• [The task] Print the whole listing, character for character.

• [Data to examine]
┌──
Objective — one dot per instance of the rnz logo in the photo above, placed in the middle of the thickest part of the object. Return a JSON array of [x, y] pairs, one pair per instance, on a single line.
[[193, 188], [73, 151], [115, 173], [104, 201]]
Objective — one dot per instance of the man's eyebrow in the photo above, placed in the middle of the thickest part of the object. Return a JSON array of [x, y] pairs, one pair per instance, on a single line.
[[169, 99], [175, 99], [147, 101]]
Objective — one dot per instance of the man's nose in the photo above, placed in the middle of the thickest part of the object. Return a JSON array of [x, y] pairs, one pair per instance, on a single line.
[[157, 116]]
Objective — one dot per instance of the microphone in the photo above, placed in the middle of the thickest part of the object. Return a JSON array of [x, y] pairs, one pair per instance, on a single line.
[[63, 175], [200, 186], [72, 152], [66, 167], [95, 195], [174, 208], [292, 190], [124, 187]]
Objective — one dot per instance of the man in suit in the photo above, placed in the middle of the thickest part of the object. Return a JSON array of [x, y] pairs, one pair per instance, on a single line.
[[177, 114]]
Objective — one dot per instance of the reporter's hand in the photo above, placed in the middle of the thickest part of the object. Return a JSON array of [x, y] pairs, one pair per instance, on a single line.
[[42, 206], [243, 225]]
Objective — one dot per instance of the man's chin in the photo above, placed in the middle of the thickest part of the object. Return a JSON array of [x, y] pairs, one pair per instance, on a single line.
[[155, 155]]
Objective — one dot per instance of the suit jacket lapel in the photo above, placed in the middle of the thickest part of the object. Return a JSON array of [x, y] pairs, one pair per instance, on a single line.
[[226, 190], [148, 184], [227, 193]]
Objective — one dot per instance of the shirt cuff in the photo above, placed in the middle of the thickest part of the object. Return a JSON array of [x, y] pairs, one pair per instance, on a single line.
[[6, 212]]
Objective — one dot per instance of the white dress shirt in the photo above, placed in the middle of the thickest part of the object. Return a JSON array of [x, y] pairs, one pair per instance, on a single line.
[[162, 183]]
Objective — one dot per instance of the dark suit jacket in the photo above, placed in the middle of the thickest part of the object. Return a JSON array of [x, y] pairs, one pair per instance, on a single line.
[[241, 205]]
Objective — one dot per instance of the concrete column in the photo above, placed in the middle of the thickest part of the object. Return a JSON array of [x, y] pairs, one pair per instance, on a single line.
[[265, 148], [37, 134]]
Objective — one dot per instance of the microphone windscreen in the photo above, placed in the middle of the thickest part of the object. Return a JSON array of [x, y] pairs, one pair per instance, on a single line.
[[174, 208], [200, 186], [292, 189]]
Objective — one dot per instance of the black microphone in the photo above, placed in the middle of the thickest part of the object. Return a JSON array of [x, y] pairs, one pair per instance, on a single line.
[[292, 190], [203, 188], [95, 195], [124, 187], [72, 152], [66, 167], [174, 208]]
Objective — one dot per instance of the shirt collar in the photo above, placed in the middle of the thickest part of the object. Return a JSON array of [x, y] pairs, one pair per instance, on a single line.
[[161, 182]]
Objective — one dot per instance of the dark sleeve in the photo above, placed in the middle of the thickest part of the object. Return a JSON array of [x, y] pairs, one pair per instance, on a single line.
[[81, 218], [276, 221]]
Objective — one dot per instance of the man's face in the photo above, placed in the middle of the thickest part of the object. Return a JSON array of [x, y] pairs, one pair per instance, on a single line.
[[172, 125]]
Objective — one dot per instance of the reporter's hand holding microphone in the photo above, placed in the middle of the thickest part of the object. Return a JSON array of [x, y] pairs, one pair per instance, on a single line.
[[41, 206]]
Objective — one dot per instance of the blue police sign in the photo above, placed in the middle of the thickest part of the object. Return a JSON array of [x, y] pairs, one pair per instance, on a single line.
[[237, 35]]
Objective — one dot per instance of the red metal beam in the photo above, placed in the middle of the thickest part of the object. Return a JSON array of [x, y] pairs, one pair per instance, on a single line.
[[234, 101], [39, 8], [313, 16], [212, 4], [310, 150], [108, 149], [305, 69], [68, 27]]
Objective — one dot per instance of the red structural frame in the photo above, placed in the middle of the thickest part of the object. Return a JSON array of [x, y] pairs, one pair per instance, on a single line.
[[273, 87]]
└──
• [Solution to this problem]
Objective — one dot per instance of the rnz logo in the photo above, placed in the middle of the thickest part of the object. Return a JSON array of [x, y] pairs, one pair per instance, on a single line.
[[193, 188], [73, 151], [115, 173], [104, 201]]
Objective — one dot per instance of the man's eyebrow in the photo above, placed in the middle of the thickest part of the object. Return a JSON array of [x, y] pairs, one pair per instance, on a single line.
[[169, 99], [175, 99], [147, 101]]
Objective — one dot per instance of the man's nose in the photo above, placed in the middle of the thickest part of the object. Return a JSON array of [x, y] pairs, one pair per instance, on a single line.
[[157, 116]]
Objective — one dot per instance of the microphone in the photo above, placed in the middle of the thickest part of the object. Return a JSON array of [x, y] pairs, one pair per instance, on a single line.
[[63, 175], [200, 186], [72, 152], [66, 167], [95, 195], [174, 208], [292, 190], [124, 187]]
Objective — one dot per instance of the man in suit in the photo above, placed in the middle of the thickest part of the object. Return a JSON array of [x, y] pairs, one pair per instance, on a single line.
[[177, 114]]
Objective — one dot per instance of the reporter's hand in the photo above, placed in the middle of the thickest part of the object. Return a JSON array of [x, y] pairs, one pair per instance, on a single line.
[[42, 206], [243, 225]]
Objective — one dot per instance of the man's chin in the photo above, placed in the middle of the thickest part of the object. Return a JSON array of [x, y] pairs, one pair per instance, on a single line.
[[155, 155]]
Objective — one dot per instance of the suit jacket lapel in the photo above, placed in the middle of the thickest part of the object. Return a JSON array of [x, y] pairs, one pair per instance, on a single line.
[[226, 190], [148, 184], [227, 193]]
Objective — one dot per instance of the shirt cuff in the photo above, placed in the middle of the thickest part of the object. Return a JSON array of [x, y] pairs, one pair per instance, on a single line.
[[6, 212]]
Objective — one dot per instance of the white dress shirt in the photo above, placed in the middle of the thickest part of the object. Return a JSON array of [x, y] pairs, one pair per instance, on a single line.
[[162, 183]]
Objective — one dot per instance of the dark suit jacket in the photo above, placed in the middle of the thickest part of the object. Return a JSON array of [x, y] pairs, one pair per instance, on a single line.
[[241, 205]]
Objective — one dot per instance of the concrete column in the photo above, placed in the middle of the thickest part of the object. Return a JSON array of [x, y] pairs, one pair per instance, on a single line.
[[265, 148], [37, 134]]
Objective — one dot per instance of the microphone windscreen in the photo above, placed in the middle of the thickest part of the object. Return a JSON array of [x, y] pairs, one pair per instance, on a single line.
[[174, 208], [200, 186], [292, 189]]
Objective — one dot per instance of the black microphone in the photo above, placed in the middle of the thickest part of the object. Return a JSON array of [x, y] pairs, one pair per instance, on a single line.
[[292, 190], [203, 188], [95, 195], [124, 187], [72, 152], [66, 167], [174, 208]]
Objective — one dot per instance of the shirt collar in the photo above, placed in the middle of the thickest part of the object. Return a JSON array of [x, y] pairs, one pair per instance, on a single line.
[[161, 182]]
Objective — one dot per instance of the dark sleeve in the photo above, placed in the middle of the thickest part of the object. Return a JSON array of [x, y] pairs, one pair per instance, on a single line.
[[81, 218], [276, 221]]
Objective — one dot per instance of the man's face in the photo above, placed in the middle of the thickest part of the object. Return a JSON array of [x, y] pairs, one pair per instance, on a single line.
[[172, 125]]
Objective — one dot per instance of the reporter's hand holding microphone in the photo above, placed in the middle of the thickest part of the object. Return a JSON array of [x, y] pairs, one pair per instance, on a single line.
[[41, 206]]
Objective — one dot per instance of the blue police sign in the photo above, placed in the middle of the thickest part of the object. Return a JSON array of [x, y] pairs, one pair per instance, on a single line.
[[237, 35]]
Objective — one dot per instance of the red metal beam in the photo above, placed in the middle of the thickest part of the object. Return a JSON array of [x, y] pairs, one pair per instance, on a single line.
[[234, 101], [39, 8], [313, 16], [212, 4], [310, 150], [108, 149], [305, 69], [68, 27]]
Objective — one dot per instance of the red structural frame in the photo above, placed in the middle of the thickest part of the object. Return a JSON array of [x, y] pairs, one pair per instance, on a single line.
[[273, 87]]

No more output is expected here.